Excerpts from a point labeling dataset
■ ■ ■ ■

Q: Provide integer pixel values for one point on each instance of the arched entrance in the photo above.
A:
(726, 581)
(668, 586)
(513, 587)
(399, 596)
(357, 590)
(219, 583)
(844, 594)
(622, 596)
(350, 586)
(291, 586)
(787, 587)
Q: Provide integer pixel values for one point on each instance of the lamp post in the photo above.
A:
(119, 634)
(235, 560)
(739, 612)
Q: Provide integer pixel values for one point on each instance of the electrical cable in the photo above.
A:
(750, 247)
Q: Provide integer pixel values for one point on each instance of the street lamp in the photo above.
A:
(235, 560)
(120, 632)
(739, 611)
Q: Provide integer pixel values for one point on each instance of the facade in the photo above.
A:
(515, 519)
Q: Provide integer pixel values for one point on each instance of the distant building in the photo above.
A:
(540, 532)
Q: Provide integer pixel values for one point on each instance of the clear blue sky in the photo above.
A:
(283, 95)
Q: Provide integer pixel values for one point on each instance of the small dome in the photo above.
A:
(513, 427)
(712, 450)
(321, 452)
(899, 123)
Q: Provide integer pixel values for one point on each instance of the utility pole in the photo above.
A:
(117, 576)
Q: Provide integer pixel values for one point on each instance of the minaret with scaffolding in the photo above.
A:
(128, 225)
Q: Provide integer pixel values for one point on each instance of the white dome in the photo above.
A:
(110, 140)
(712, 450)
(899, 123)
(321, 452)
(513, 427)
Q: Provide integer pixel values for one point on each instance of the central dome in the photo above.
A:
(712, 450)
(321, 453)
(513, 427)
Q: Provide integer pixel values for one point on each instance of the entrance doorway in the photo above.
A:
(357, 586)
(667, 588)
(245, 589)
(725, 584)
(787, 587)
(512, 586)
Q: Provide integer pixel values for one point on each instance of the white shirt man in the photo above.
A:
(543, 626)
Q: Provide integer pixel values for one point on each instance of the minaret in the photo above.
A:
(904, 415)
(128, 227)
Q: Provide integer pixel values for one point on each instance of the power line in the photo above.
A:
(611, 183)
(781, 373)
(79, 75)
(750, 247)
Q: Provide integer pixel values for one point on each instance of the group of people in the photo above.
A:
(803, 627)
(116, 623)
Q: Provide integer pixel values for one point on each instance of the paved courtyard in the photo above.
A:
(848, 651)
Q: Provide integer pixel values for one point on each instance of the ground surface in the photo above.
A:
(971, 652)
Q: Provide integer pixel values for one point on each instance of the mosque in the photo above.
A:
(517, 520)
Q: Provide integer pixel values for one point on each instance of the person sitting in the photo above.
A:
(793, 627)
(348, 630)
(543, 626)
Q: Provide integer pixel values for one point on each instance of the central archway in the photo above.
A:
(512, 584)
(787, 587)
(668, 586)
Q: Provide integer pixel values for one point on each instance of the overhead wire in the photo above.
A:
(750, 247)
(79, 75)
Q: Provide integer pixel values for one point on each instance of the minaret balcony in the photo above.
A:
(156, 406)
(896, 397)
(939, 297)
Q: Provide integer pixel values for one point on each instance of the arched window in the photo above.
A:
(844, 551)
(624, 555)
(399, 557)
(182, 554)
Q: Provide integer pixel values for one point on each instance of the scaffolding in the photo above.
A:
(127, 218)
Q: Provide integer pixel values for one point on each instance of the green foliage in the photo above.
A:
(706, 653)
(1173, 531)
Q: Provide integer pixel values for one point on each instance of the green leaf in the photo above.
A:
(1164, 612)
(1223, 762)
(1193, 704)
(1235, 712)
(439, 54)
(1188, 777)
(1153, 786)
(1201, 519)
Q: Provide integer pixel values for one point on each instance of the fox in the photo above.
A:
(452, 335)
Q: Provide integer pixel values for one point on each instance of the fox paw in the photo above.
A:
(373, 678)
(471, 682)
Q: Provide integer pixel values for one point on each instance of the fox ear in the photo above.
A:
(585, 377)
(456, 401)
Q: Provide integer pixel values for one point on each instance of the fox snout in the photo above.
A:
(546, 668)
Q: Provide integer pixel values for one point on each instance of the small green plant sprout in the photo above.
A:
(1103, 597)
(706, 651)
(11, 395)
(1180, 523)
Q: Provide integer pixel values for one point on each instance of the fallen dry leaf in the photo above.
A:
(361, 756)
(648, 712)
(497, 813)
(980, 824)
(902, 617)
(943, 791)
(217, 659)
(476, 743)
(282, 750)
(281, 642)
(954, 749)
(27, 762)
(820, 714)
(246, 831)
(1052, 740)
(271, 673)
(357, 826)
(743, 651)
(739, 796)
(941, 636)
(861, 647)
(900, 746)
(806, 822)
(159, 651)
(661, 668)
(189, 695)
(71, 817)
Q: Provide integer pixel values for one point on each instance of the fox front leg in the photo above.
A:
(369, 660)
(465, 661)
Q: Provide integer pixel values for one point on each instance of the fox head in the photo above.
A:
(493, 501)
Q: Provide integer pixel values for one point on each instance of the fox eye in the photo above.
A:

■ ■ ■ ■

Task | Retype every row above, character for character, with nothing changed.

Full answer |
Q: Provide integer pixel values for one point on each instance of the arched entrance in the photo above.
A:
(726, 581)
(668, 586)
(513, 587)
(399, 596)
(357, 590)
(219, 583)
(844, 594)
(622, 596)
(350, 586)
(291, 586)
(787, 587)
Q: Provide integer pixel values for one point on each instance of the lamp post in the photo above.
A:
(119, 634)
(235, 560)
(739, 612)
Q: Provide integer pixel values for one point on each instance of the electrical cable in the photo above.
A:
(750, 247)
Q: Provide integer pixel values for one point on each instance of the street lamp in the photo above.
A:
(235, 560)
(120, 632)
(739, 611)
Q: Provide integer pixel values for one point on each instance of the facade in the photo above.
A:
(515, 519)
Q: Provide integer pixel values for one point on each instance of the distant building in the photo above.
A:
(540, 532)
Q: Provide integer pixel values for one point on each instance of the clear blue sky in the photo above.
A:
(283, 95)
Q: Provide integer pixel values for one point on each instance of the small dome in the photo above.
A:
(513, 427)
(712, 450)
(321, 452)
(899, 123)
Q: Provide integer pixel values for one point on each instance of the utility pole in the photo above.
A:
(117, 576)
Q: Provide integer pixel values for one point on each instance of the minaret with scaffolding in the photo above.
A:
(128, 225)
Q: Provide integer pixel values for one point on each instance of the white dome in the photo above.
A:
(110, 140)
(712, 450)
(899, 123)
(321, 452)
(513, 427)
Q: Provide integer pixel values for one point on each instance of the central dome in the photo above.
A:
(712, 450)
(321, 453)
(513, 427)
Q: Provide integer pixel values for one point on each instance of the entrance doorway in the photo above.
A:
(357, 586)
(667, 588)
(245, 589)
(725, 584)
(787, 587)
(512, 586)
Q: Provide integer pixel values for one point on each instance of the white shirt man in the photo above.
A:
(543, 626)
Q: Provide integer pixel values for one point on each instance of the minaret in the photo above.
A:
(904, 415)
(128, 227)
Q: Provide integer pixel values for one point on each instance of the power line in the photo above.
A:
(611, 183)
(781, 373)
(79, 75)
(750, 247)
Q: Provide integer pixel values for one point on each instance of the group of people in the photo above.
A:
(803, 627)
(116, 623)
Q: Provide integer pixel values for one point on each instance of the paved courtyard in the photo above.
A:
(848, 651)
Q: Provide integer pixel values for one point on each instance of the ground surface in the photo above.
A:
(971, 652)
Q: Provide integer pixel values for one point on each instance of the mosque in the photo above.
A:
(517, 520)
Q: Provide integer pixel values for one point on each instance of the person sitting in the photo above.
A:
(793, 627)
(348, 630)
(543, 626)
Q: Provide integer pixel values for one point on each instance of the central archway in the photo above.
A:
(512, 584)
(787, 587)
(668, 586)
Q: Provide integer pixel values for one point on each instance of the overhead wire in the photo above.
A:
(750, 247)
(79, 75)
Q: Provide integer pixel values for one point on each instance of the minaret balcony in the photo above.
A:
(156, 406)
(896, 397)
(939, 297)
Q: Provide integer pixel values for one point on each instance of the arched window in the photo above.
A:
(844, 551)
(624, 555)
(399, 557)
(182, 554)
Q: Provide integer pixel values for one point on each instance of the scaffolding in the photo above.
A:
(127, 218)
Q: Provide integer pixel values for one point on each instance of the green foliage in the photo above.
A:
(706, 653)
(1173, 531)
Q: Provide integer pixel values for one point on each instance of the green leaf in the photo above.
A:
(1164, 612)
(1223, 762)
(1193, 704)
(1235, 712)
(439, 54)
(1188, 777)
(1153, 786)
(1201, 519)
Q: Provide integer pixel values for one point on each instance of the fox in the photo above.
A:
(452, 335)
Q: Provide integer pixel values for one point on each instance of the fox paw in the photo above.
A:
(373, 678)
(471, 682)
Q: Provide integer pixel values for one point on each instance of the fox ear in the photo above.
A:
(585, 377)
(456, 401)
Q: Provide integer pixel values for one point on each instance of the fox snout in the photo above.
A:
(546, 668)
Q: Provide integer pixel values for one point on each instance of the small green plant sprout in the photo above.
A:
(1103, 597)
(706, 651)
(11, 395)
(1180, 523)
Q: Provide integer pixel values for one point on each instance of the fallen dry leaf in the photo above.
A:
(361, 756)
(648, 712)
(497, 813)
(980, 824)
(902, 617)
(943, 791)
(217, 659)
(476, 743)
(282, 750)
(281, 642)
(954, 749)
(27, 762)
(820, 714)
(246, 831)
(1052, 740)
(271, 673)
(357, 826)
(743, 651)
(739, 796)
(941, 636)
(861, 647)
(900, 746)
(806, 822)
(159, 651)
(661, 668)
(189, 695)
(71, 817)
Q: Provide integer pixel values for one point on each instance of the fox front leg in the photo above.
A:
(369, 660)
(465, 661)
Q: Provide integer pixel values for one point on each instance of the fox head in the photo above.
A:
(493, 501)
Q: Provide integer pixel values for one point on each instance of the fox eye in the photo above.
A:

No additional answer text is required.